> **SET TASKS**
1 – Translate this sentence from the database thread into Spanish: "We had probably better tweak the cost estimation rules to not trust that."
2 – In the records, turn the lines from the one with "Confirm that each instance of the window glass" up to and including the one with "pixel 527 206" into a numbered list, leaving out any blank lines.

> **PROVIDED PASSAGE**
*-*-*

Andrew Dunstan <andrew@dunslane.net> writes:
> On 03/26/2012 12:11 PM, Tom Lane wrote:
>> That plan should not create a tuple hash table, so I think it's almost
>> certain that the plan changed. It might be interesting to remove the
>> pg_statistic rows for the table and then see what plan you get.
> Yeah, that gets us:
> Limit (cost=2223492.78..2223492.81 rows=10 width=8)
> -> Sort (cost=2223492.78..2223493.28 rows=200 width=8)
> Sort Key: (max(pageno))
> -> HashAggregate (cost=2223485.96..2223488.46 rows=200 width=8)
> -> Seq Scan on ldata (cost=0.00..1651154.64
> rows=114466264 width=8)
Hm. This illustrates that it's not too prudent to rely on a default
numdistinct estimate to decide that a hash aggregation is safe :-(.
We had probably better tweak the cost estimation rules to not trust
that. Maybe, if we have a default estimate, we should take the worst
case estimate that the column might be unique? That could still burn
us if the rowcount estimate was horribly wrong, but those are not nearly
as shaky as numdistinct estimates ...
>> [ scratches head... ] I don't understand how or why pg_restore would be
>> executing such a query.
> It's not. I was explaining that we have seen memory failures in *other*
> contexts, not just this query. The restore fails after many hours on a
> call to lo_write().
Seems probably unrelated then. Have you got a memory-usage dump for
that case?

*-*-*

> **DATA ENTRIES**
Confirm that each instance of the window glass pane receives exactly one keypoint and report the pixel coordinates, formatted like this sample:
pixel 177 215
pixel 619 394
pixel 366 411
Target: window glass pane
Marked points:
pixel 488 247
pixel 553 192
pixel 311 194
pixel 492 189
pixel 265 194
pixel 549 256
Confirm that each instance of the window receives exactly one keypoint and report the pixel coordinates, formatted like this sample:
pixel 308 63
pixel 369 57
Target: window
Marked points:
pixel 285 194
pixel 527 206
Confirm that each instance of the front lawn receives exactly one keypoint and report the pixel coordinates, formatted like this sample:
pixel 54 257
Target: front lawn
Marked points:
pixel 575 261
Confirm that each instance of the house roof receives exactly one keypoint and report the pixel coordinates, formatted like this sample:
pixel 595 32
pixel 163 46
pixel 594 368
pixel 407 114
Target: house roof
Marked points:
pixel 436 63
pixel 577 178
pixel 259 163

*-*-*

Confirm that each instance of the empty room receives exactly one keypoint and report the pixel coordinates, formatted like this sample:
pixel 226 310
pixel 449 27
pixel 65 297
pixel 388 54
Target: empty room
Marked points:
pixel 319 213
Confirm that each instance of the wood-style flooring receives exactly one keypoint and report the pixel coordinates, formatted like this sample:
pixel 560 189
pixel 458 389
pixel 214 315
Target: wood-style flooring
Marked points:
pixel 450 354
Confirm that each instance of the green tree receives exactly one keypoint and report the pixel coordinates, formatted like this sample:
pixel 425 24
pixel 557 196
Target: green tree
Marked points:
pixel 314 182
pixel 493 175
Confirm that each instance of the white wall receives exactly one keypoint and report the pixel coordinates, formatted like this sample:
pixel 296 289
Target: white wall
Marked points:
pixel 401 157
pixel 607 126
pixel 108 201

*-*-*

> **CORRECT ANSWERS**
1 – Probablemente sería mejor que ajustáramos las reglas de estimación de costos para no confiar en eso.

2 –
1. Confirm that each instance of the window glass pane receives exactly one keypoint and report the pixel coordinates, formatted like this sample:
2. pixel 177 215
3. pixel 619 394
4. pixel 366 411
5. Target: window glass pane
6. Marked points:
7. pixel 488 247
8. pixel 553 192
9. pixel 311 194
10. pixel 492 189
11. pixel 265 194
12. pixel 549 256
13. Confirm that each instance of the window receives exactly one keypoint and report the pixel coordinates, formatted like this sample:
14. pixel 308 63
15. pixel 369 57
16. Target: window
17. Marked points:
18. pixel 285 194
19. pixel 527 206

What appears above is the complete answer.